(Passage for review):
↓
The process of enforcing the judgment – of actually making the delinquent debtor suffer the consequences of not paying – is even more labyrinthine, uncertain and unsatisfactory. It involves more court orders, sheriffs, bailiffs, garnishees, sequestrations and bankruptcy applications. All for the debt to remain unpaid... 

A holistic approach to this problem would begin with some kind of smart contract to automate the loan. That same platform would provide some kind of mechanism for resolving edge-case disputes not covered by the smart contract. 

Enforcing your rights automatically

It would also automate the process of enforcing rights, such as garnisheeing wages, directly debiting payor bank accounts, and providing a mechanism for the parties to adjust and dispute the quantum of debts. 

It might also provide some form of insurance against non-payment/ fraud/misrepresentation, or perhaps a tokenized marketplace for the debts to be sold. Debt collection companies and liquidation firms might highly value the capacity to purchase such debts, particularly since their creation would be so standardized and so easily proved. 

(investigating, scoping, and proposing such a solution, including an analysis of any regulatory roadblocks or deal-breakers, would be a suitable white paper for a student in our course)

Final thoughts and next milestones

Q: Some authors are quite skeptical re potential and practical impact of blockchain. What are your thoughts on that?

SC: Lots of people are skeptical. I disagree (but my research might prove me wrong).

The failure of project-based law firms to meaningfully implement technology is neither a surprise nor damnation (of the firms or legal tech). 

I think the point is blockchain is not a solution in and of itself. It is a solution as part of a platform.

One law firm can’t innovate how everyone else does litigation. That means the solution lies outside particular firms and needs to include entrepreneurs, courts, and government.

At its heart, the law is not complex. It defines who exists (identity/legal personality) what exists (assets), rights and obligations between those things (relationships) and provides dispute resolution mechanisms.

At present, the law is cumbersome because it involves people reading and agreeing upon the meaning of written words.

It seems to me perfectly possible, and desirable, for large chunks of the law to run automatically. Not all the law, but enough of it for the system to scale and better meet the demands of a globally connected, digital economy running 24/7/365 at the speed of electrons.

Blockchain and Legal Tech courses

Q: What are your plans moving forward?

SC: We are planning two courses. The first will be an overview of the tech and some of the interesting legal issues arising from them, individually and in combination. The main outcome of this course will be a major research paper on an issue of the student’s choice.

The second course will build upon the knowledge of the first. However, the main outcome will be a white paper proposing a sustainable, holistic solution to a systemic legal problem using some or all of the Lex Automagica tech-stack in concert.

From the two courses, students will gain a deep insight into emerging technology and demonstrate the capacity to completely innovate legal relationships using that technology. 

Q: Finally, when can we expect the first results from your research?

SC: This year. We are working on four projects already. Life is very busy and tremendously exciting.


Ivan Rasic holds the Transnational Trade Law and Finance LLM, a program by Universidad de Deusto (Bilbao, ES), Universiteit van Tilburg (Tilburg, NL), and Goethe Universität (Frankfurt, DE). After his work in law firms and inhouse, he started a legal tech company.

Nowadays, Ivan leads STP Informationstechnologie GmbH's Sofia RnD center with project/development management, culture, strategy, and special project initiatives.

Ivan is an Ambassador at European Legal Tech Association (ELTA). He closely follows and writes on future of law, legal tech, ALSPs, and new ways of delivering legal services.

Scott Chamberlain is a Senior Lecturer at Australian National University (ANU) College of Law, where he teaches courses like Legal Entrepreneur, The Future of Legal Practice, and Blockchain & Legal Innovation.

Scott has, driven by his vision of Lex Automagica, received UBRI funding to research Blockchain and DLT's impact on our civilization.
↑
(What you need to do):
A. In the interview, what will be the main outcome of the first planned course?
B. Reproduce the interview word for word from "Q: What are" up to and including "using that technology.".

(Stored data)
↓
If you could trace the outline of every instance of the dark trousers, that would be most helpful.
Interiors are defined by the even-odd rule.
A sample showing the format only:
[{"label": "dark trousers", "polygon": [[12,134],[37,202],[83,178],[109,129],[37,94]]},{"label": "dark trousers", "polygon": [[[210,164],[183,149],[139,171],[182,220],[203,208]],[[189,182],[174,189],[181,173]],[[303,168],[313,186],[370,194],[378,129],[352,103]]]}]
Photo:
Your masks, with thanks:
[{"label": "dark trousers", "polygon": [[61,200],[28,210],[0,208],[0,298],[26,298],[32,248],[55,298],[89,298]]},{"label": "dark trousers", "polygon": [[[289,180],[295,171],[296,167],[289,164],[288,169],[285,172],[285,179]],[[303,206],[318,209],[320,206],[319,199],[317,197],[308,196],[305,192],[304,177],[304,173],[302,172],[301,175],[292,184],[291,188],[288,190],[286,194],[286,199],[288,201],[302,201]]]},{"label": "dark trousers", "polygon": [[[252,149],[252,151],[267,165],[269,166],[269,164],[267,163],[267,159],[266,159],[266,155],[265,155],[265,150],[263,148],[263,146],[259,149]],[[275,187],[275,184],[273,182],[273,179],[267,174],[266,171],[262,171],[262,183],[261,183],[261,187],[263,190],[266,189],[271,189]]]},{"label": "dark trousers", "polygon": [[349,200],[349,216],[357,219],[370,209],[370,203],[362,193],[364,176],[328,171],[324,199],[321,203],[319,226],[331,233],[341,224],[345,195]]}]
↑
(Per-task outputs):
A. A major research paper on an issue of the student's choice.

B.
Q: What are your plans moving forward?

SC: We are planning two courses. The first will be an overview of the tech and some of the interesting legal issues arising from them, individually and in combination. The main outcome of this course will be a major research paper on an issue of the student’s choice.

The second course will build upon the knowledge of the first. However, the main outcome will be a white paper proposing a sustainable, holistic solution to a systemic legal problem using some or all of the Lex Automagica tech-stack in concert.

From the two courses, students will gain a deep insight into emerging technology and demonstrate the capacity to completely innovate legal relationships using that technology.